------ Supplied entries
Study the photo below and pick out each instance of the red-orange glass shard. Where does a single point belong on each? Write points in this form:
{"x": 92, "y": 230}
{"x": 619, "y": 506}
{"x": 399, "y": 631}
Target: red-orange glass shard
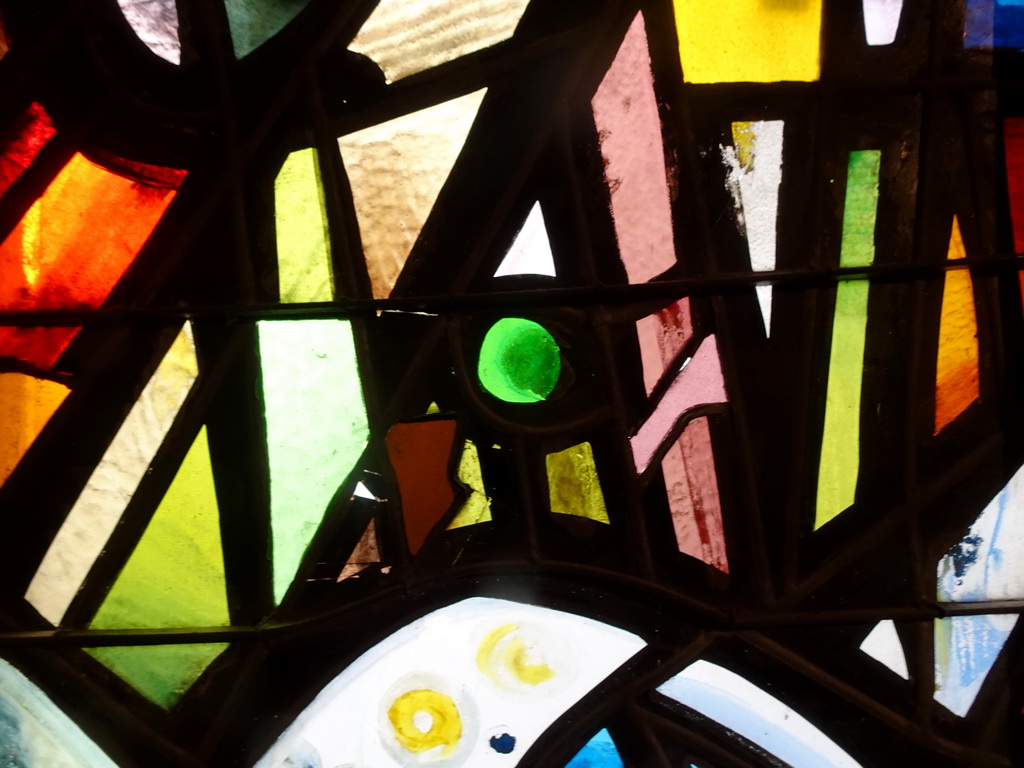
{"x": 30, "y": 133}
{"x": 956, "y": 367}
{"x": 74, "y": 244}
{"x": 420, "y": 454}
{"x": 367, "y": 553}
{"x": 1013, "y": 138}
{"x": 4, "y": 40}
{"x": 693, "y": 497}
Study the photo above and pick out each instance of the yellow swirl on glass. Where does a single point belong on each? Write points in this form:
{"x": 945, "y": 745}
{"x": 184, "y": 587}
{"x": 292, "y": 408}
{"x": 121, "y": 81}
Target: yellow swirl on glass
{"x": 444, "y": 728}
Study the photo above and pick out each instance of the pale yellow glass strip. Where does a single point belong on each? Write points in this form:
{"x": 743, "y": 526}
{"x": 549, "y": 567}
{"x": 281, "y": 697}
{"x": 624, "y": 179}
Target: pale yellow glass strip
{"x": 300, "y": 219}
{"x": 409, "y": 36}
{"x": 761, "y": 41}
{"x": 102, "y": 502}
{"x": 477, "y": 507}
{"x": 396, "y": 170}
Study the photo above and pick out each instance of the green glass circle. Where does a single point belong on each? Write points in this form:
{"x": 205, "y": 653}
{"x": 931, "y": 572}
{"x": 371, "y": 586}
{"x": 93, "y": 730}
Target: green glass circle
{"x": 519, "y": 360}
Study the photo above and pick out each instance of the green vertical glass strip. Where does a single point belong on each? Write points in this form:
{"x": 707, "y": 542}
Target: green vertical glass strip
{"x": 255, "y": 22}
{"x": 161, "y": 673}
{"x": 315, "y": 427}
{"x": 573, "y": 485}
{"x": 300, "y": 216}
{"x": 174, "y": 578}
{"x": 840, "y": 462}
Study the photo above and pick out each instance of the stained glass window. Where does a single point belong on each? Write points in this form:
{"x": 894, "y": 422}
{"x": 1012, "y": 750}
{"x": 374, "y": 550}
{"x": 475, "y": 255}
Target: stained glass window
{"x": 589, "y": 383}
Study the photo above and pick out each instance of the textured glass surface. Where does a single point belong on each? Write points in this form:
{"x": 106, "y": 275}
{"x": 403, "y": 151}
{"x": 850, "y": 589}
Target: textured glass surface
{"x": 882, "y": 20}
{"x": 663, "y": 336}
{"x": 33, "y": 129}
{"x": 161, "y": 673}
{"x": 175, "y": 574}
{"x": 630, "y": 132}
{"x": 34, "y": 733}
{"x": 573, "y": 485}
{"x": 956, "y": 368}
{"x": 437, "y": 688}
{"x": 993, "y": 24}
{"x": 367, "y": 553}
{"x": 315, "y": 428}
{"x": 255, "y": 22}
{"x": 884, "y": 645}
{"x": 111, "y": 486}
{"x": 600, "y": 752}
{"x": 404, "y": 37}
{"x": 519, "y": 360}
{"x": 530, "y": 251}
{"x": 698, "y": 382}
{"x": 26, "y": 404}
{"x": 396, "y": 170}
{"x": 1013, "y": 142}
{"x": 986, "y": 564}
{"x": 174, "y": 578}
{"x": 691, "y": 483}
{"x": 303, "y": 244}
{"x": 761, "y": 41}
{"x": 753, "y": 713}
{"x": 156, "y": 23}
{"x": 840, "y": 463}
{"x": 72, "y": 246}
{"x": 755, "y": 165}
{"x": 477, "y": 507}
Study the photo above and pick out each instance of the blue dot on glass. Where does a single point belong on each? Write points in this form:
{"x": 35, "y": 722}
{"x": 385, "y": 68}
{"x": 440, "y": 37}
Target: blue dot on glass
{"x": 503, "y": 743}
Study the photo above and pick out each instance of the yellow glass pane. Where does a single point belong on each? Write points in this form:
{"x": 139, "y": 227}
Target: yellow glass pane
{"x": 573, "y": 484}
{"x": 300, "y": 219}
{"x": 477, "y": 507}
{"x": 760, "y": 41}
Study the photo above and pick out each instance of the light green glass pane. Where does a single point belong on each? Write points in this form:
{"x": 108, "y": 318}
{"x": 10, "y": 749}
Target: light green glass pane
{"x": 175, "y": 577}
{"x": 519, "y": 360}
{"x": 161, "y": 673}
{"x": 315, "y": 426}
{"x": 860, "y": 208}
{"x": 840, "y": 464}
{"x": 477, "y": 507}
{"x": 255, "y": 22}
{"x": 303, "y": 251}
{"x": 573, "y": 484}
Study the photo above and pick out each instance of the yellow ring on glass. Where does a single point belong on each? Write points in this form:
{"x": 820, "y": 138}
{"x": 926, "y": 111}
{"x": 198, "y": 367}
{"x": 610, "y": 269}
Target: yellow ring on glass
{"x": 445, "y": 724}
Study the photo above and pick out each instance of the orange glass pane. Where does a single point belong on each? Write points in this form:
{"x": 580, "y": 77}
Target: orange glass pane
{"x": 28, "y": 136}
{"x": 74, "y": 244}
{"x": 956, "y": 368}
{"x": 26, "y": 404}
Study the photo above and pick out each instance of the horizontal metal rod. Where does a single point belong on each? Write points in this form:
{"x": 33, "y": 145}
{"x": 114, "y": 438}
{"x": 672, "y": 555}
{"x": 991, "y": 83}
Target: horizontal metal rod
{"x": 525, "y": 299}
{"x": 740, "y": 622}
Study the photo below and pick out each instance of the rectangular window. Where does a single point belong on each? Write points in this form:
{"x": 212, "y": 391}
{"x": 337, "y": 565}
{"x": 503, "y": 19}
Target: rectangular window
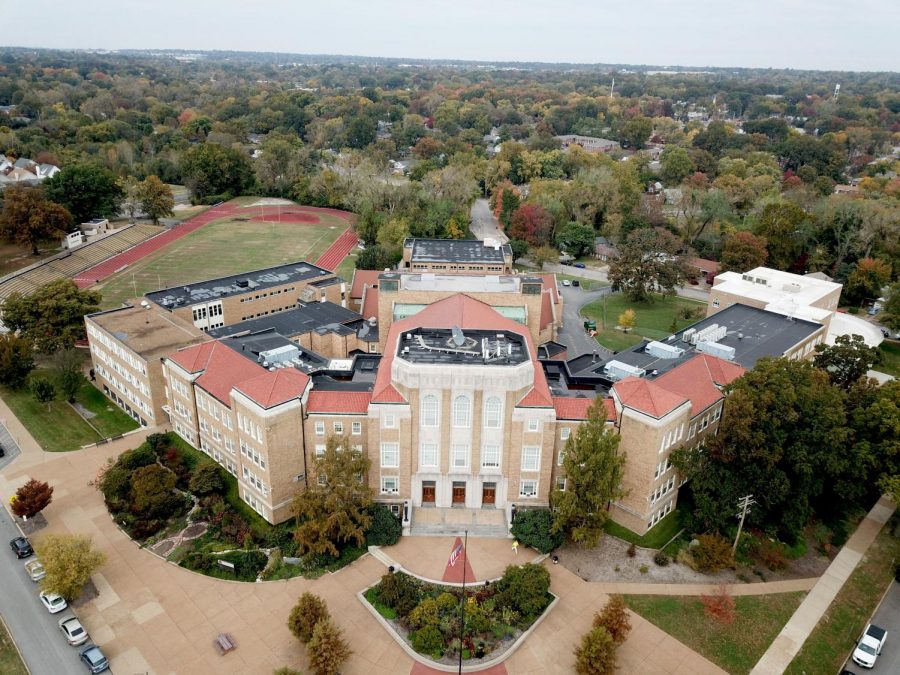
------------
## What the task requires
Reproduce every line above exactly, pictures excluded.

## Answer to the problem
Study the photo below and pick out each instance of the red-orange glass shard. Where does a single point belong on each? Write points in this form:
{"x": 92, "y": 230}
{"x": 619, "y": 506}
{"x": 399, "y": 631}
Target: red-orange glass shard
{"x": 30, "y": 133}
{"x": 956, "y": 367}
{"x": 74, "y": 244}
{"x": 420, "y": 454}
{"x": 367, "y": 553}
{"x": 1013, "y": 138}
{"x": 4, "y": 40}
{"x": 693, "y": 497}
Study the photo above and pick out each instance of the yellow swirl on glass. Where does a single point belong on each? Write points in this form:
{"x": 945, "y": 745}
{"x": 184, "y": 587}
{"x": 292, "y": 408}
{"x": 121, "y": 81}
Target: yellow swirl on glass
{"x": 444, "y": 728}
Study the photo above and pick out each instance of the pale yellow glass strip. Where does a single point belong on each? Write points in this form:
{"x": 743, "y": 526}
{"x": 549, "y": 567}
{"x": 281, "y": 697}
{"x": 624, "y": 179}
Target: pale yellow glass strip
{"x": 300, "y": 219}
{"x": 409, "y": 36}
{"x": 761, "y": 41}
{"x": 102, "y": 502}
{"x": 477, "y": 507}
{"x": 396, "y": 170}
Study the photo above and pick out each instance of the green glass circle. Where does a single point belong on each? Write points in this form:
{"x": 205, "y": 653}
{"x": 931, "y": 572}
{"x": 371, "y": 586}
{"x": 93, "y": 730}
Target: green glass circle
{"x": 519, "y": 360}
Study the photo above and pick out each instance of the green vertical glass strip. Where does a single point belong on each? Write points in this form:
{"x": 707, "y": 542}
Target: green vertical glass strip
{"x": 255, "y": 22}
{"x": 161, "y": 673}
{"x": 315, "y": 427}
{"x": 573, "y": 485}
{"x": 300, "y": 216}
{"x": 174, "y": 578}
{"x": 840, "y": 462}
Study the photo above and pick out each instance of the stained glass window. Where does a single point belong on each? Write points in this form:
{"x": 894, "y": 422}
{"x": 1012, "y": 750}
{"x": 374, "y": 550}
{"x": 475, "y": 255}
Target: stained glass window
{"x": 589, "y": 383}
Study the photo above and pick out each instance of the textured glass surface. Where does a single point belong on each? Write points in this form:
{"x": 106, "y": 275}
{"x": 403, "y": 151}
{"x": 850, "y": 589}
Target: textured glass surface
{"x": 882, "y": 20}
{"x": 663, "y": 336}
{"x": 33, "y": 129}
{"x": 161, "y": 673}
{"x": 175, "y": 574}
{"x": 630, "y": 132}
{"x": 34, "y": 733}
{"x": 573, "y": 485}
{"x": 956, "y": 368}
{"x": 437, "y": 688}
{"x": 993, "y": 24}
{"x": 367, "y": 553}
{"x": 315, "y": 428}
{"x": 255, "y": 22}
{"x": 884, "y": 645}
{"x": 111, "y": 486}
{"x": 600, "y": 752}
{"x": 404, "y": 37}
{"x": 519, "y": 360}
{"x": 530, "y": 251}
{"x": 698, "y": 382}
{"x": 26, "y": 404}
{"x": 396, "y": 170}
{"x": 1013, "y": 142}
{"x": 986, "y": 564}
{"x": 174, "y": 578}
{"x": 691, "y": 483}
{"x": 303, "y": 244}
{"x": 761, "y": 41}
{"x": 753, "y": 713}
{"x": 156, "y": 23}
{"x": 840, "y": 463}
{"x": 72, "y": 246}
{"x": 755, "y": 165}
{"x": 477, "y": 507}
Study the photo above and pick out each instance of the blue dot on glass. Where does a single point belong on each? Write points in this form:
{"x": 35, "y": 722}
{"x": 385, "y": 68}
{"x": 440, "y": 37}
Target: blue dot on glass
{"x": 503, "y": 743}
Study the photo above and pick out each instance of the yellow glass pane. Where does a single point belong on each? Write points in this form:
{"x": 139, "y": 227}
Target: yellow glass pane
{"x": 573, "y": 484}
{"x": 300, "y": 219}
{"x": 477, "y": 507}
{"x": 760, "y": 41}
Study the photo above and pick out each instance of the light green glass pane. Where does a single point belong on each? Write points in this form:
{"x": 108, "y": 318}
{"x": 10, "y": 749}
Target: light green glass pane
{"x": 175, "y": 577}
{"x": 519, "y": 360}
{"x": 161, "y": 673}
{"x": 315, "y": 426}
{"x": 860, "y": 208}
{"x": 840, "y": 464}
{"x": 477, "y": 507}
{"x": 255, "y": 22}
{"x": 303, "y": 251}
{"x": 573, "y": 484}
Study the photo above and pick out each instance of the yellow ring on glass. Where does a single point belong on each? Write points in this form:
{"x": 820, "y": 138}
{"x": 926, "y": 111}
{"x": 198, "y": 367}
{"x": 610, "y": 269}
Target: yellow ring on glass
{"x": 445, "y": 724}
Study the photo above and pick out each instance of the orange glass pane. Where does a single point belong on each? Write points in this form:
{"x": 580, "y": 77}
Target: orange glass pane
{"x": 28, "y": 136}
{"x": 74, "y": 244}
{"x": 956, "y": 368}
{"x": 26, "y": 404}
Study the photo above and pick out each instance of the horizontal metal rod. Where does a single point belong on each? Write points in this form:
{"x": 33, "y": 145}
{"x": 114, "y": 438}
{"x": 672, "y": 555}
{"x": 991, "y": 83}
Target: horizontal metal rod
{"x": 525, "y": 299}
{"x": 740, "y": 622}
Study the photo below and pick out each instance of the rectangular window. Where does a single point belong on each? Write points in this form:
{"x": 212, "y": 391}
{"x": 337, "y": 565}
{"x": 503, "y": 19}
Target: rectangular window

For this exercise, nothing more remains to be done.